_REQUEST_.
Pick out every line in the material below that contains the word "query", and copy each of those lines unchanged.

_SOURCE DATA_.
--------------------

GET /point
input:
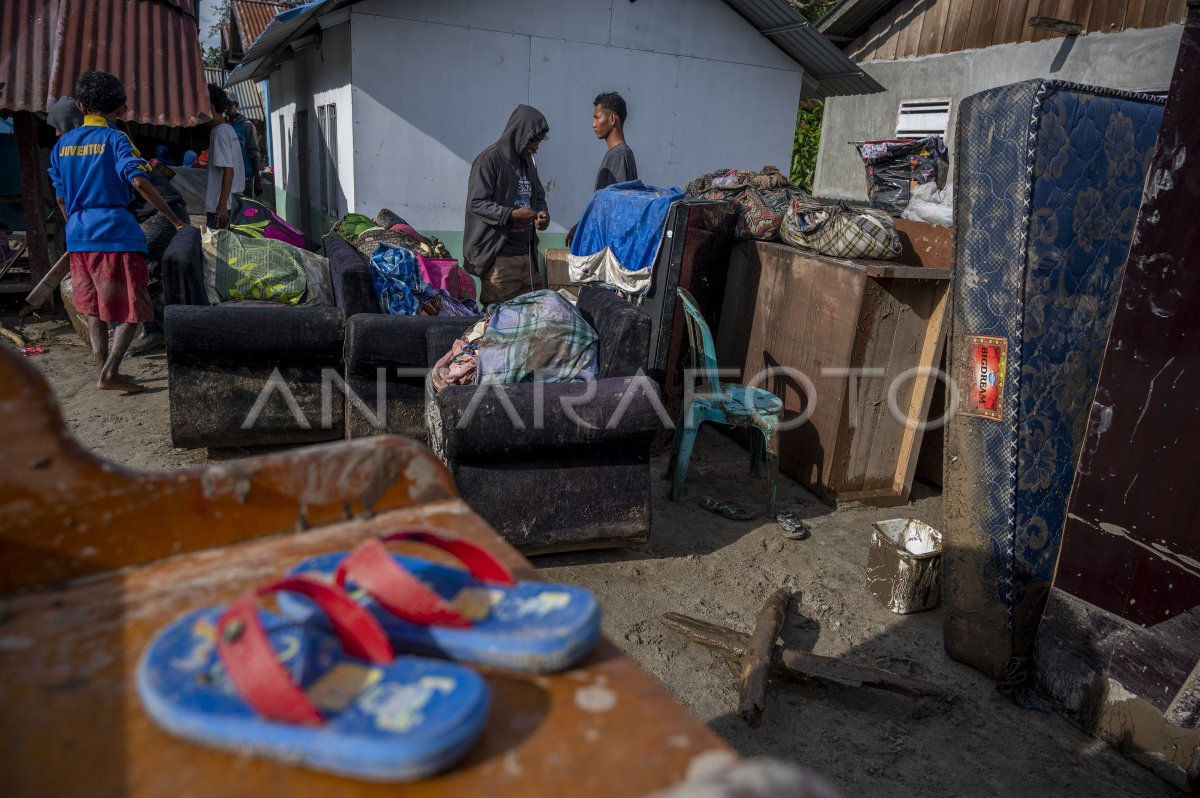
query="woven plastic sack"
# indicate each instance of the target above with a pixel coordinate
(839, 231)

--------------------

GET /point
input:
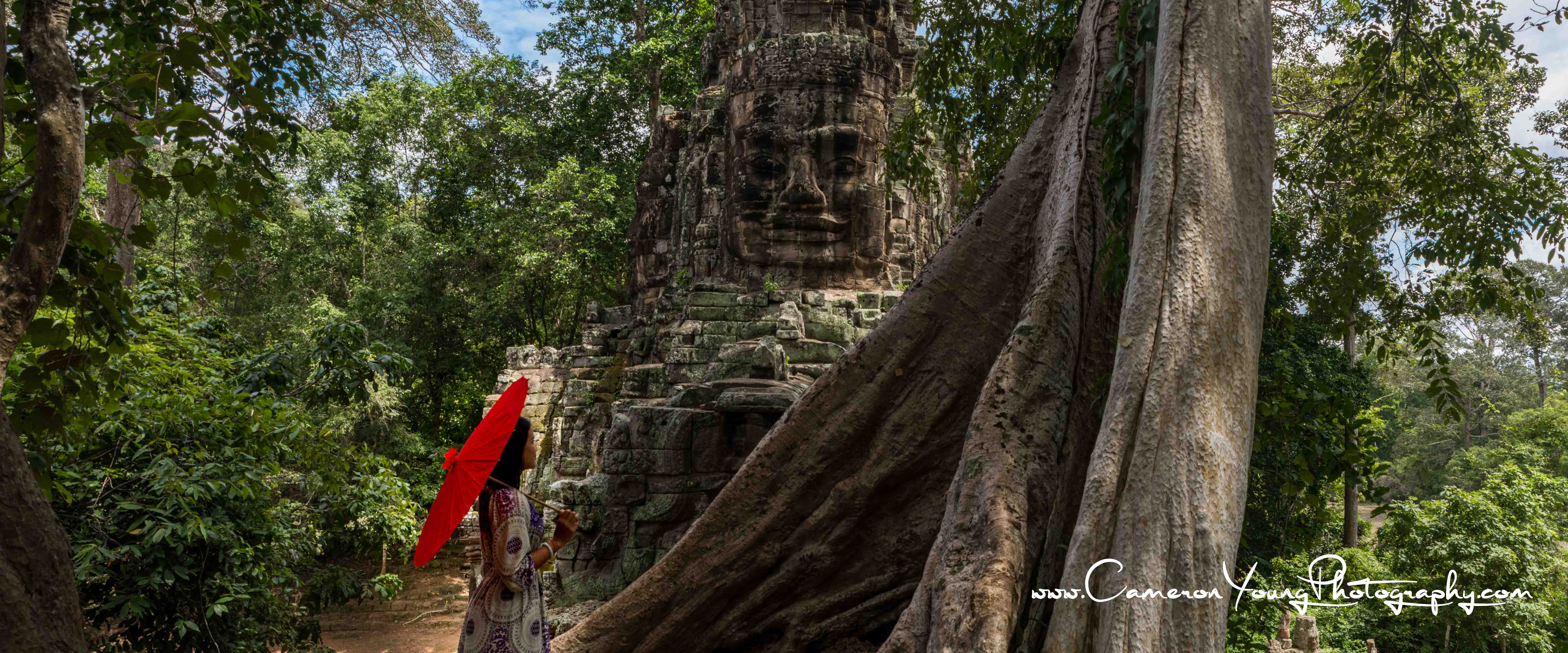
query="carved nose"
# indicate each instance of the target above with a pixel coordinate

--------------------

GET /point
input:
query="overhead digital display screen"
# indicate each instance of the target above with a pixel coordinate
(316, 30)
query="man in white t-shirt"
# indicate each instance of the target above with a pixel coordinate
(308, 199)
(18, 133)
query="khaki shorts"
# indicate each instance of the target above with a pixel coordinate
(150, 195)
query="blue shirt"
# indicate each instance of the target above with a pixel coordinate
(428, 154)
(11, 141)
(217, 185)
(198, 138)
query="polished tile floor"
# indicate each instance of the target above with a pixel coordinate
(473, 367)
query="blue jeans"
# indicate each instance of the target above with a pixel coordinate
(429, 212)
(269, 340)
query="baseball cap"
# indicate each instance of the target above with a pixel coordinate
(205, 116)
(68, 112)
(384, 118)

--------------------

_EXERCISE RESULT_.
query="woven plastic sack"
query="carved nose"
query="overhead digital display screen"
query="man in white t-shirt"
query="khaki shorts"
query="blue shirt"
query="polished tile floor"
query="blue jeans"
query="baseball cap"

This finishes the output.